--- start of Information provided ---

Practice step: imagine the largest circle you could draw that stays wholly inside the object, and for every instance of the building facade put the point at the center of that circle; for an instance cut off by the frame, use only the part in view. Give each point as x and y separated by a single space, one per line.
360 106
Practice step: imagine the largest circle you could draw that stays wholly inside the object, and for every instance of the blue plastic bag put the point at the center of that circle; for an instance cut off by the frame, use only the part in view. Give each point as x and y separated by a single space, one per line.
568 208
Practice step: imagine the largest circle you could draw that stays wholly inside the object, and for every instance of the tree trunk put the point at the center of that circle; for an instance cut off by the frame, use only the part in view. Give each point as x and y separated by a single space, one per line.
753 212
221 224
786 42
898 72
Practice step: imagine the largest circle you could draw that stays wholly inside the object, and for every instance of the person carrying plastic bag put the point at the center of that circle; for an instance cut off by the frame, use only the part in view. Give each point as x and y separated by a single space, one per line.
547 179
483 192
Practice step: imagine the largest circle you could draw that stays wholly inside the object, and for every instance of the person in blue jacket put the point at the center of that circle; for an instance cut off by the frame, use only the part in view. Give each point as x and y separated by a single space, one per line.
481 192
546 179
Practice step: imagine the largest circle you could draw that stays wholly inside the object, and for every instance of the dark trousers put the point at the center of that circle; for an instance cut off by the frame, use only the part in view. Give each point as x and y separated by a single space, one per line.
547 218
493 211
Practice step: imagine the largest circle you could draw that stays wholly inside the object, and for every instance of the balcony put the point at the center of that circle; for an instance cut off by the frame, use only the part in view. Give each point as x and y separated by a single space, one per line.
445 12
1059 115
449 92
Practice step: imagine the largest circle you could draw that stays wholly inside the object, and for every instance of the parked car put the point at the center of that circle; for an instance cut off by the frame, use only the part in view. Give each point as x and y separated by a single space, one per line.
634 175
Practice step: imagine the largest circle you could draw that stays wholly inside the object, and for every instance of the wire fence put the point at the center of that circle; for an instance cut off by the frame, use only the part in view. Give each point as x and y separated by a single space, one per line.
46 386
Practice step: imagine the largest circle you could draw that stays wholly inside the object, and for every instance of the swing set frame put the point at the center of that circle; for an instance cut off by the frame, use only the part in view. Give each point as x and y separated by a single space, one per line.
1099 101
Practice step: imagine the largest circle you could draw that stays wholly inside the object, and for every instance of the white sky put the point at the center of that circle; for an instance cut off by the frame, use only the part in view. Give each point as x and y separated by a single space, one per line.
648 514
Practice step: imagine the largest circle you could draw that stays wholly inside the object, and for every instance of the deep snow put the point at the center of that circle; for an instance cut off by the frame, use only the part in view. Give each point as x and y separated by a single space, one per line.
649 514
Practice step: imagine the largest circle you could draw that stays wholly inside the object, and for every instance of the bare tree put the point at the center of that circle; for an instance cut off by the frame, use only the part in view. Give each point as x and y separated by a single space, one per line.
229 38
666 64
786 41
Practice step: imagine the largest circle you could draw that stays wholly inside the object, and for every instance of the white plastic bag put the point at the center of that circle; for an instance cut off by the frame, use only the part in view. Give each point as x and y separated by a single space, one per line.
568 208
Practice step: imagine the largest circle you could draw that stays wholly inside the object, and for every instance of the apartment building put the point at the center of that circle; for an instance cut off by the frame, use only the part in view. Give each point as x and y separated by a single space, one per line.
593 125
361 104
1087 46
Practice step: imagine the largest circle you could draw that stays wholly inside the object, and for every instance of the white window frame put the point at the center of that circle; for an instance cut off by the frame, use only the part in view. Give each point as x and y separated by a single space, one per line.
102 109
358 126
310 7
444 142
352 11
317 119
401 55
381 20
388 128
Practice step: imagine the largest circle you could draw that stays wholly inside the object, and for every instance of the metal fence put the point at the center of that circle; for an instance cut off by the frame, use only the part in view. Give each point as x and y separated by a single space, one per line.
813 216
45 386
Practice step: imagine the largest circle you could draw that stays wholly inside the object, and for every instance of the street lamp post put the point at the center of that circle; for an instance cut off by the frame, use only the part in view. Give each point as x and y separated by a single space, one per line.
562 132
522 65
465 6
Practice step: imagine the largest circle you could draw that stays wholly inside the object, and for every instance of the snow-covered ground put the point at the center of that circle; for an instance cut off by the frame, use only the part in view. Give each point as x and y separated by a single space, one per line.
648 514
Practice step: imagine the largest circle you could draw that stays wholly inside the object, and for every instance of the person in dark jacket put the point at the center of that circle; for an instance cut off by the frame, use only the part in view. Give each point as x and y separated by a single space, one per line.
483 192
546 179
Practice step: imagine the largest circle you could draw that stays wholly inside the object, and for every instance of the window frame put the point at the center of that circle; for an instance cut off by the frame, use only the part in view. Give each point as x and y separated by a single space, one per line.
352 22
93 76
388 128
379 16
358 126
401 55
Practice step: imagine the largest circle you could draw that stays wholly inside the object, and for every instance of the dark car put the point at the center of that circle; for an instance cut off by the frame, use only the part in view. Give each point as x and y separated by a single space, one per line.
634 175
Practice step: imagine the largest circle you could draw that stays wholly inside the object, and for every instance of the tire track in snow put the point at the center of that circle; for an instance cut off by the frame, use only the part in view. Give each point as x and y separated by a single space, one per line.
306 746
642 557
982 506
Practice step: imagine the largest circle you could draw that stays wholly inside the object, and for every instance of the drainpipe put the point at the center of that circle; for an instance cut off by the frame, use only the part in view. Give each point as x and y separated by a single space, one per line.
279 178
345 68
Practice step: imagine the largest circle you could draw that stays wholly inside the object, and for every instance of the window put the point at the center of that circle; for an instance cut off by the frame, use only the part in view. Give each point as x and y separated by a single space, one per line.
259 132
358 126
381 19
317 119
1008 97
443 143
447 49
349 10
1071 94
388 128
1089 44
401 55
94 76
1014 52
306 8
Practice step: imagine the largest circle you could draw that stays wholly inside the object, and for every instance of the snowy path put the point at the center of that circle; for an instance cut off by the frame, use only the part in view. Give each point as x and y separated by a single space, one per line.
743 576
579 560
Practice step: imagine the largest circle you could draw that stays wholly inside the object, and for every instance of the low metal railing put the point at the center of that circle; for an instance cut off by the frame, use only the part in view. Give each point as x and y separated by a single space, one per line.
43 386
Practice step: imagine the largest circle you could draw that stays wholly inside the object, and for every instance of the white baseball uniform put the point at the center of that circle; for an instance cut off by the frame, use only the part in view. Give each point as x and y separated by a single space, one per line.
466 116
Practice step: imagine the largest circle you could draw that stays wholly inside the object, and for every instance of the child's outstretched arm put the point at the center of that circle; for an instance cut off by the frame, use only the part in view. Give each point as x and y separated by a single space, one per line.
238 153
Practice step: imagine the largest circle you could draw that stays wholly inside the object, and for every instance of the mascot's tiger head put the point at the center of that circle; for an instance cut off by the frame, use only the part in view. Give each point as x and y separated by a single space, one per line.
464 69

--- end of Information provided ---

Your task is to reproduce all of the records exactly.

** Task solution **
Practice step: imagine the largest circle you could draw that stays wholly inside the object, and for every instance of the building facade put the point at the center of that circle; for an instance cut off by the frame, use only the part in view. Give each point as x and y separated by a single space, one per line.
360 106
Practice step: imagine the largest circle you could draw that stays wholly inside the object, and for every instance of the blue plastic bag put the point at the center of that circle; for an instance cut off by the frame, use only the part in view. Give each point as x and y separated by a single space, one per line.
568 208
Practice step: imagine the largest circle you could draw that stays wholly inside the object, and for every instance of the tree trunk put the point at the center of that circle; for an instance cut off by the frame, use only the part in view. Give each point as x and y separated by a single space, one per line.
753 212
221 224
786 42
898 72
Practice step: imagine the largest circle you could draw that stays wholly inside the object, and for every instance of the person carrying plastic bag put the point at the center of that circle; for an instance cut off by the frame, use only the part in view. Give each point as x and y separated by a single space, one per line.
547 179
483 192
Practice step: imagine the largest circle you could draw that stays wholly inside the object, and for every instance of the person in blue jacket put the point at the center of that circle; for an instance cut off by the frame, use only the part in view. Give each point as x and y separated by a single space, one per line.
481 192
546 179
Practice step: imagine the largest circle you could draw that stays wholly inside the object, and for every instance of the dark trousers put the point at the center of that circle; for an instance cut off by the frame, use only the part in view. Give each point as x and y separated by a single space, one per line.
547 218
493 211
Practice step: imagine the largest circle you could draw that stays wholly inside the object, and for every instance of the balcony put the point at the center of that circle; for an instance cut off by the frame, use only the part in view. Give each point as x and y separated by a single space, one per line.
445 12
1059 115
449 92
Practice step: imagine the largest circle you could draw that stays wholly inside the object, and for every instance of the parked car put the point at the center of that circle; for an instance cut off by the frame, use only the part in view. Give each point as x and y separated by a single space, one per line.
634 175
Practice step: imagine the largest circle you could draw that stays wholly inside the object, and for every instance of the wire fence put the point at the center of that circle; for an instance cut off by the frame, use only the part in view. Give each point as x and y separated by a single space, one per line.
46 386
Practice step: imagine the largest circle you could draw that stays wholly inside the object, and for every instance of the swing set frame put the point at the center of that circle; for an instance cut off by the frame, use only the part in view. Give each point as x and y separated by a single space, one per line.
1099 101
Practice step: imagine the largest circle you could draw that stays wholly inside the object, and for every instance of the white sky put the point at the center of that circle; for an instance cut off by the frame, use only the part in view. Give each point as x and y separated by a single space, one per line.
648 514
Practice step: imagine the largest circle you could draw that stays wholly inside the object, and for every instance of the deep snow put the point at the center of that circle; for an instance cut off by the frame, use only the part in view. Give each point as x and y separated by a single space, one per line.
649 514
Practice step: imagine the largest circle you could draw that stays wholly inside the object, and for every instance of the bare tree put the point at the center of that circle; for an instance cut off by the frame, use only the part in view. Give each point as x and y separated by a single space, one per line.
229 38
666 64
786 41
Practice step: imagine the largest circle you could draw that stays wholly inside the object, and for every instance of the white plastic bag put the point at the center of that circle; for an instance cut off by the frame, use only the part in view. Give each point as x and y separated by a single space, one per line.
568 208
Practice step: imagine the largest circle you could draw that stays wholly inside the object, and for every instance of the apartment building put the point at the center of that circle; for an instance cut off by the frame, use only the part in view. Give each point as x and y separated by a single space, one per line.
593 125
361 104
1087 46
Practice step: imagine the largest circle you could draw that stays wholly inside the object, and for every instance of the white window frame put the point at the center of that circle; for an instance cut off by the frame, use only the part in view. Give each point as x and y separated by a single space, one per line.
102 109
358 126
310 7
444 142
352 11
317 119
401 55
381 20
388 128
Practice step: imagine the largest circle you could draw that stays wholly inside the object, and for every instance of the metal fence put the point at the center of that circle; for an instance cut off by the frame, use only the part in view. Give each point as x and y separated by a single space, one per line.
813 216
45 386
Practice step: imagine the largest circle you could draw that stays wholly inside the object, and for every instance of the street lamp post put the point at the center of that circle; for an instance cut off by the frame, use only the part in view. Give each point as x and y separated by a single space, one per line.
562 132
522 65
465 6
Practice step: imagine the largest circle you could draw that stays wholly inside the object, and for every instance of the snow-covered ground put the point at the center of that circle; for an instance cut off by the frame, use only the part in view. Give each point as x and y separated by a single space, one per line.
648 514
Practice step: imagine the largest circle you could draw that stays wholly inside the object, and for every instance of the person in dark jacket put the point at the center of that circle; for an instance cut off by the frame, use only the part in view. Give each point as x and y separated by a single space, one per line.
483 192
546 179
Practice step: imagine the largest circle you could draw that stays wholly inside the object, and for every instance of the window frame put the point at the center of that circle; for an instance cut off by the frame, use only the part in view. Give each point as x and y separated by a single space, one per line.
352 22
93 76
388 128
379 16
358 126
401 55
Practice step: imagine the largest circle you could draw that stays wholly inside the object, and for every instance of the dark car put the point at the center of that circle; for an instance cut off by the frame, use only the part in view. Give each point as x and y separated by a single space, one per line.
634 175
Practice step: imagine the largest circle you could draw that stays wholly inside the object, and for every instance of the tire track in snow put the point at the center of that circle; for an instance cut off by the frame, use only the part in view. Give each point as x and y separated by a single space, one per line.
306 746
642 557
982 506
Practice step: imagine the largest circle you could draw that stays wholly inside the object, and for every instance of the drainpipe put the point at the center of that circle; for an instance cut off by the frame, use only the part in view. Give each point as x and y separated by a single space, one per line.
279 178
345 68
Practice step: imagine the largest circle you could draw that stays wholly inside the object, and for every instance of the window put the point at the center of that circle; for an instance cut off by the frame, use only the part in view. Give each point as x and y separated by a single space, one per line.
259 132
358 126
381 19
317 119
1008 97
443 143
447 49
349 10
1071 94
388 128
1089 44
401 55
94 76
1014 52
306 8
Practice step: imagine the largest circle you could draw that stays wholly inside the object, and for every instance of the snowy path put the point at the center of that circle; for an instance cut off by the frame, use only the part in view. Give each point as x and y separated by a single space, one per line.
743 576
579 560
Practice step: imagine the largest circle you could draw that stays wholly inside the object, and for every instance of the low metal railing put the point at the center of that circle; for an instance cut off by the frame, use only the part in view. Give each point as x and y separated by a single space, one per line.
43 386
Practice step: imagine the largest circle you could draw that stays wholly inside the object, and for every instance of the white baseball uniform put the point at the center of that circle; for an instance cut off by the frame, use only the part in view. Give each point as x and y separated by a single space, one per line.
466 116
Practice step: imagine the largest circle you could draw that stays wholly inside the object, and for every instance of the child's outstretched arm put the point at the center of that circle; for an instance cut off by the frame, use only the part in view. Give each point as x and y separated by a single space, one per line.
238 153
Practice step: imagine the largest circle you could draw that stays wholly inside the object, and for every instance of the mascot's tiger head put the point at the center of that circle; for an instance cut off by the frame, use only the part in view. Give each point as x and y separated by a single space, one per line.
464 69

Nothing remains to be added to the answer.